[[ Material shown open ]]

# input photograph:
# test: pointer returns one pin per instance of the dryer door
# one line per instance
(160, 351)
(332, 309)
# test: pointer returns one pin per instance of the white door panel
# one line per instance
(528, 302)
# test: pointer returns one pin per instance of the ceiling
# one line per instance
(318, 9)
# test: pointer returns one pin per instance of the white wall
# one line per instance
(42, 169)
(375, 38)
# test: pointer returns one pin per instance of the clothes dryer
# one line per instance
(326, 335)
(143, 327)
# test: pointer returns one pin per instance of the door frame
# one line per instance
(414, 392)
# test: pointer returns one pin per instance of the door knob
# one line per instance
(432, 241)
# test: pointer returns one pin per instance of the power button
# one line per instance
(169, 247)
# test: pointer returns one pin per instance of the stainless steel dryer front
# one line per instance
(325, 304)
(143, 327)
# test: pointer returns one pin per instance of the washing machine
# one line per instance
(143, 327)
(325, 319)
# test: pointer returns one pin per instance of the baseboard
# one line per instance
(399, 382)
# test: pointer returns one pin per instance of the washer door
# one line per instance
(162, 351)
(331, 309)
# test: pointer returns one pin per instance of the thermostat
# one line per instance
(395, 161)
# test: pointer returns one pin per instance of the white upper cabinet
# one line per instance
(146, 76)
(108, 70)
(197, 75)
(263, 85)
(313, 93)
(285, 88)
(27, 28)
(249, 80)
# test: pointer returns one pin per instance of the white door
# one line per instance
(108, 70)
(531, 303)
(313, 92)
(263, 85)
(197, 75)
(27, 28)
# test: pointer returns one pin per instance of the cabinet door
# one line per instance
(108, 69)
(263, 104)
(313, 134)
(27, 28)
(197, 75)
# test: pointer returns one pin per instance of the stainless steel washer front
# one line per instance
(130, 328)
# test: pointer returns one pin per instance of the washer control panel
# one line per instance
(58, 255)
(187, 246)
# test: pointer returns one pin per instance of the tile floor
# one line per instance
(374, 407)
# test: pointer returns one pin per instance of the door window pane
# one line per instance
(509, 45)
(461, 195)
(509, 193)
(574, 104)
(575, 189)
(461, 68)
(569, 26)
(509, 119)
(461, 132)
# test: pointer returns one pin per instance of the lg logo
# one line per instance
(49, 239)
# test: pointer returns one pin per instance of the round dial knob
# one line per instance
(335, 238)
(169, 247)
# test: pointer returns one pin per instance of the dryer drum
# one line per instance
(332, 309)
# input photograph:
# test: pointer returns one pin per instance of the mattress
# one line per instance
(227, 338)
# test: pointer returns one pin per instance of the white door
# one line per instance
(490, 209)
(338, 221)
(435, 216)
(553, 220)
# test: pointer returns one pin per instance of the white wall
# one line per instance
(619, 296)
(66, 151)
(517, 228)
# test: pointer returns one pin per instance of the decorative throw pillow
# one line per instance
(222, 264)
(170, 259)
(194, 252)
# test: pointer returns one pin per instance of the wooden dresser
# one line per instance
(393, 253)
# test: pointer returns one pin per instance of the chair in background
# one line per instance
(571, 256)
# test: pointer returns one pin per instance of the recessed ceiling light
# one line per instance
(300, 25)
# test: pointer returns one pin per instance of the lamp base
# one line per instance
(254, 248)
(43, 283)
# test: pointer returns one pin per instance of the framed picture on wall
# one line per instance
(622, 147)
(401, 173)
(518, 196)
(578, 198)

[[ Material shown closed ]]

Print the data above exactly as it was provided.

Result below:
# input photograph:
# test: pointer returns one pin per instance of the dryer door
# one line per instance
(160, 351)
(332, 309)
# test: pointer returns one pin per instance of the white door panel
# one line per instance
(528, 302)
# test: pointer returns one pin per instance of the ceiling
# one line per instance
(318, 9)
# test: pointer returns one pin per instance of the white wall
# one line per instance
(42, 169)
(375, 38)
# test: pointer returns one pin per instance of the clothes dryer
# one line per instance
(326, 335)
(143, 327)
# test: pointer returns one pin per instance of the door frame
# one line per instance
(414, 392)
# test: pointer returns one pin per instance of the door knob
# one line per instance
(432, 241)
# test: pointer returns one pin per instance of the power button
# one line per instance
(169, 247)
# test: pointer returns one pin per instance of the stainless steel dryer front
# one line per instance
(325, 304)
(143, 327)
# test: pointer returns one pin per instance of the washing machine
# one line per instance
(143, 327)
(325, 319)
# test: pointer returns one pin per instance of the baseboard
# one line per instance
(399, 382)
# test: pointer returns one pin per instance of the washer door
# one line per instance
(162, 351)
(331, 309)
# test: pointer returns one pin per instance of the thermostat
# one line per instance
(395, 161)
# test: pointer returns one pin per instance of the white upper cabinet
# one line per instance
(146, 76)
(108, 70)
(197, 75)
(263, 85)
(313, 93)
(285, 88)
(27, 28)
(249, 80)
# test: pointer returns one pin per instance of the white door
# one line per instance
(108, 70)
(531, 303)
(313, 92)
(263, 85)
(197, 75)
(27, 28)
# test: pointer returns one pin per instance of the cabinet door
# one line per instance
(108, 69)
(263, 104)
(313, 134)
(27, 28)
(197, 75)
# test: pointer returns one pin per instance of the stainless steel washer front
# one line per instance
(130, 328)
# test: pointer returns one pin per instance of the washer control panel
# one line per instance
(58, 255)
(187, 246)
# test: pointer returns one pin per instance of the tile floor
# one line per instance
(374, 407)
# test: pointer returns one pin per instance of the door window pane
# one line per instance
(509, 45)
(461, 195)
(509, 193)
(574, 104)
(575, 189)
(461, 68)
(569, 26)
(509, 119)
(461, 132)
# test: pointer returns one pin per instance of the lg logo
# one line per instance
(49, 239)
# test: pointer returns one pin per instance of the round dial knob
# one line per instance
(335, 238)
(169, 247)
# test: pointer returns one pin per instance of the dryer drum
# one line per instance
(332, 309)
# input photograph:
# test: pointer returns one pin per instance of the mattress
# one line per instance
(227, 338)
# test: pointer returns one pin per instance of the white door
# one line per instance
(490, 209)
(338, 221)
(435, 216)
(553, 220)
# test: pointer returns one pin per instance of the white wall
# one line per instance
(619, 296)
(66, 151)
(517, 228)
# test: pointer returns one pin per instance of the decorative throw pillow
# one line per instance
(222, 264)
(170, 259)
(194, 252)
# test: pointer returns one pin per instance of the wooden dresser
# one line per instance
(393, 253)
# test: pointer returns one pin per instance of the chair in background
# one line per instance
(571, 256)
# test: pointer returns one pin per instance of the recessed ceiling light
# one line per instance
(300, 25)
# test: pointer returns one pin per instance of the lamp base
# one line per instance
(254, 248)
(43, 283)
# test: pointer returns one pin per instance of the framed picture on wall
# one line per instance
(622, 147)
(401, 173)
(518, 196)
(578, 198)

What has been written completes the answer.